● DOCUMENT SEGMENT
The lights under their bushels.

Sometimes one just has to wonder at the intelligence of large software companies. Two recent events have lead me to believe this is especially true of two of the biggest rivals on the web application scene: Netscape and Microsoft.

The first of these was a demonstration of what has to be the hidden jewel in Netscape’s suite of web servers and applications: the Process Manager web application environment. Process Manager is a powerful object oriented tool allows you to create process-driven applications, allowing the flow of an application to define the structure of the scripts and HTML pages.

This was followed by a technical seminar of the Back Office User Group, which took as its theme “The Hidden Microsoft”. It was somewhat disheartening to see the number of senior IT managers who hadn’t considered using any of the technologies introduced in the NT 4.0 Option Pack: the Transaction Server, the Message Queue and the Windows Scripting Host.

So what are these hidden crown jewels like, and what can you use them for? It’s time to take a look at some of the more unusual features of Windows scripting, taking advantage of its links with COM and the MTS, as well as looking at how a tool like Process Manager works.

● REQUIRED TASKS
1. List the technologies that the passage on hidden software features says were introduced in the NT 4.0 Option Pack.
2. Write the next part of the passage on hidden software features, picking up after its final sentence.

[Saved data entries]
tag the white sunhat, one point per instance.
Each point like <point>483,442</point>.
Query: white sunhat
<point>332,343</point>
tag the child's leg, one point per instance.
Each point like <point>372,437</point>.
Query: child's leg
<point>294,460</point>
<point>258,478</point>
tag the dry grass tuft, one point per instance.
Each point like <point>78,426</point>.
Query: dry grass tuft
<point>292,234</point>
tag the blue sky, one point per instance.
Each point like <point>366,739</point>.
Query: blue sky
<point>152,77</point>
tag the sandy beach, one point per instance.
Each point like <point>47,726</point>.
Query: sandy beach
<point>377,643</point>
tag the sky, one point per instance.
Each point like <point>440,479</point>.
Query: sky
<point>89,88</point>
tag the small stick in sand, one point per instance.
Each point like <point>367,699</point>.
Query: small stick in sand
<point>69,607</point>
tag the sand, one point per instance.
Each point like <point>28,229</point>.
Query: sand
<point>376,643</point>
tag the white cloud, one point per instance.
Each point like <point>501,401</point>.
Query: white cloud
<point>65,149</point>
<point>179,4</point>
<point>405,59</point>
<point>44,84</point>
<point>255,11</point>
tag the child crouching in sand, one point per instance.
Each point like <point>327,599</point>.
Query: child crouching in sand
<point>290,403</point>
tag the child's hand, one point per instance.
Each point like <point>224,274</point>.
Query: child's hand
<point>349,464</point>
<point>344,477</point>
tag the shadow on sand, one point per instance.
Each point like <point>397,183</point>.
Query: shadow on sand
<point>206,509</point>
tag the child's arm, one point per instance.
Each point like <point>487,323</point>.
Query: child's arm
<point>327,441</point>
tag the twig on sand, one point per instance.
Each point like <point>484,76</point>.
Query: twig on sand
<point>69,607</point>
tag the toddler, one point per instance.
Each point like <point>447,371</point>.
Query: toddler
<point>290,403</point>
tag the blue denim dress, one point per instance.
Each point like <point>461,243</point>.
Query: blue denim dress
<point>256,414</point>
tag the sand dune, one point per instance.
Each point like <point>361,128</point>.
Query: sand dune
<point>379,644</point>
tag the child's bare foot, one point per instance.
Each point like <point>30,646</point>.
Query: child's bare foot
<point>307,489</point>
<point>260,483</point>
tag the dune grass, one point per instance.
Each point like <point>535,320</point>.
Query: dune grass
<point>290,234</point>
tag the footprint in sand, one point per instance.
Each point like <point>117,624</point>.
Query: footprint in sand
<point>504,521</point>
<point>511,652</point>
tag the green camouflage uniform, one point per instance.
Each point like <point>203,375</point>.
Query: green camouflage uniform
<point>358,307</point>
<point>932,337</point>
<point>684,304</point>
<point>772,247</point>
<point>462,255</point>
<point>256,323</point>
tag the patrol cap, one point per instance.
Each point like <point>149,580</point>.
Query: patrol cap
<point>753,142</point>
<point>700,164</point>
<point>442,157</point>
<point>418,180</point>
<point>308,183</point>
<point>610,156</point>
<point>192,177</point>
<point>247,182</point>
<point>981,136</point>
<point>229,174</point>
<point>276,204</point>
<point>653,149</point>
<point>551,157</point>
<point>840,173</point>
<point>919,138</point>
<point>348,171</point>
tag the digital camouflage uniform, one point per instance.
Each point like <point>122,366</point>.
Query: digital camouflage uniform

● EXPECTED RESULTS
1.
- the Transaction Server
- the Message Queue
- the Windows Scripting Host

2.
Building XML-driven COM objects using Windows Scripting

One the most powerful features of Windows is the Windows Scripting Host. Using the Active Scripting engine that’s evolved from browser scripting technologies and Active Server Pages, the Windows Scripting Host gives you the tools to build complex server side scripts that work with COM objects – on Windows 95, 98 and NT. As more and more Windows applications start to expose COM interfaces, the Windows Scripting Host is going to become a powerful tool for system administrators – as well as developers working on Intranet applications.

Now Microsoft has extended their scripting model to introduce Server Scriptlets. Server Scriptlets allow you to use existing Active Scripting skills to build scripts that can be used as COM objects – which can be hosted in MTS packages. When combined with some of the latest web application technologies introduced with Internet Explorer 5.0, Server Scriptlets offer the web application developer with a quick and effective tool for creating middle-tier objects and components.

Two recent columns have looked at two aspects of Microsoft’s scripting environment: DHTML behaviours and the XML document object model. Combining the two technologies in Server Scriptlets, gives you an effective tool for data manipulations. The DHTML behaviour model introduced with Internet Explorer 5.0 allows the scripting content of a web page to be abstracted into external scriptlets that can be used to add actions to HTML page elements. The structure of a DHTML behaviour scriptlet is identical to that of a Server Scriptlet, both embedding scripting in an XML framework.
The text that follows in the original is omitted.